Saved entries
□ □ □ □

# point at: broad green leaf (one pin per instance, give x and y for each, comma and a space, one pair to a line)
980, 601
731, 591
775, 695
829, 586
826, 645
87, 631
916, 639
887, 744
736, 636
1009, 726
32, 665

□ □ □ □

WHAT IS REQUIRED ▸
Each entry above needs to be returned exactly as written.

RESPONSE BELOW ▸
# point at: broad green leaf (one pin per instance, give x and y for each, comma and a space, one pair to a line)
980, 601
731, 591
775, 695
829, 586
826, 645
87, 631
916, 639
887, 744
736, 636
1009, 726
32, 665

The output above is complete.